# PROMPT
Return the listing in full. Keep each line exactly as it is.

# DATA TO EXAMINE
------------------------------------

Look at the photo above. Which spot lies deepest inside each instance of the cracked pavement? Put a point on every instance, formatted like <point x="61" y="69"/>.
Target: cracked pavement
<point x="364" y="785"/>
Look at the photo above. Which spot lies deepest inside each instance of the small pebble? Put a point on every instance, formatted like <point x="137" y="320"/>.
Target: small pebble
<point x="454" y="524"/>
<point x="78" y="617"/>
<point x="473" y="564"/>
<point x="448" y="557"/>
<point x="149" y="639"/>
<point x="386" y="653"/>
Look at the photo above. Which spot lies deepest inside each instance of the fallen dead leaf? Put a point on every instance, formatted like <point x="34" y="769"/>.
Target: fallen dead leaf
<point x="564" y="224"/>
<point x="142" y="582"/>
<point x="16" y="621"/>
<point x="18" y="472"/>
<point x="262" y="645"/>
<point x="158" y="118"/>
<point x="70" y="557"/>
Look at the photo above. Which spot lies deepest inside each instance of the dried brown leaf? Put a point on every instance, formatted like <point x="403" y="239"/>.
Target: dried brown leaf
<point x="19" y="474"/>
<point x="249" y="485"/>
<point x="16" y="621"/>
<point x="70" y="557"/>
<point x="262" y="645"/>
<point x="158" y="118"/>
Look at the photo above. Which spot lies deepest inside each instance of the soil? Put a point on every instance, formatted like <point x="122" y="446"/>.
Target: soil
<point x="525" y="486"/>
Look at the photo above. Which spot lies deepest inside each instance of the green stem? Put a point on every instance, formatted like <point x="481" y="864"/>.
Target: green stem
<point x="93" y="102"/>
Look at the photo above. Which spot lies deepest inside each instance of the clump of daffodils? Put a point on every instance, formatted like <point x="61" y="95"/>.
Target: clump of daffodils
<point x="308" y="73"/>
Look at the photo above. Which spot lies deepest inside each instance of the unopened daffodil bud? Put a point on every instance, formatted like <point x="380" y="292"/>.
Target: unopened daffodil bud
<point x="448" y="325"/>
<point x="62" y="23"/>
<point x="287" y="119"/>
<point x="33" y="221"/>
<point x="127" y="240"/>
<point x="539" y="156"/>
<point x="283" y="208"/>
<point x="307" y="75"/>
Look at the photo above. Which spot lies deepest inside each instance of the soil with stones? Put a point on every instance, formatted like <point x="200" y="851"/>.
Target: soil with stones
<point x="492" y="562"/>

------------------------------------

# WORKED SOLUTION
Look at the photo above. Which spot lies deepest inside each instance of the cracked pavement? Put a point on every instance, formatted like <point x="61" y="69"/>.
Target: cracked pavement
<point x="364" y="785"/>
Look at the photo above. Which spot lies deepest inside each instance of the small pebble? Put a point on every instance, formatted like <point x="137" y="320"/>.
Target: small pebble
<point x="454" y="524"/>
<point x="78" y="617"/>
<point x="473" y="564"/>
<point x="448" y="557"/>
<point x="149" y="639"/>
<point x="386" y="653"/>
Look at the photo above. Which spot lies deepest inside each instance of the fallen dead leaf? Put a point on every instance, formatted like <point x="34" y="769"/>.
Target: fallen dead leaf
<point x="564" y="224"/>
<point x="142" y="582"/>
<point x="16" y="621"/>
<point x="18" y="472"/>
<point x="262" y="645"/>
<point x="158" y="118"/>
<point x="70" y="557"/>
Look at the photo above. Which spot lies deepest inside each instance of the dried brown leaf? Put a point on every instance, formatted like <point x="403" y="239"/>.
Target: dried brown leaf
<point x="19" y="474"/>
<point x="249" y="485"/>
<point x="16" y="621"/>
<point x="70" y="557"/>
<point x="262" y="645"/>
<point x="158" y="118"/>
Look at the photo above. Which spot lies deepest inside each instance of the soil? Put a point on every instance, formatted like <point x="122" y="446"/>.
Target: soil
<point x="525" y="486"/>
Look at the photo above. Which spot lies deepest inside each instance of the green stem? Put a point on every instance, formatted like <point x="481" y="864"/>.
Target: green stem
<point x="93" y="102"/>
Look at the photo above. Which spot lies deepest inside each instance of the clump of daffodils? Put a point on every instance, formatted like <point x="61" y="95"/>.
Target: clump of daffodils
<point x="308" y="73"/>
Look at the photo above. Which spot lies deepest inside each instance of the unopened daffodil bud? Put a point on every instance, formatted like <point x="380" y="292"/>.
Target: unopened daffodil bud
<point x="448" y="325"/>
<point x="62" y="23"/>
<point x="287" y="119"/>
<point x="33" y="221"/>
<point x="127" y="240"/>
<point x="539" y="156"/>
<point x="283" y="208"/>
<point x="307" y="75"/>
Look at the photo above. Which spot lies deepest inside each instance of the soil with stones? Put a point on every instance, formatted like <point x="200" y="851"/>.
Target: soil with stones
<point x="492" y="562"/>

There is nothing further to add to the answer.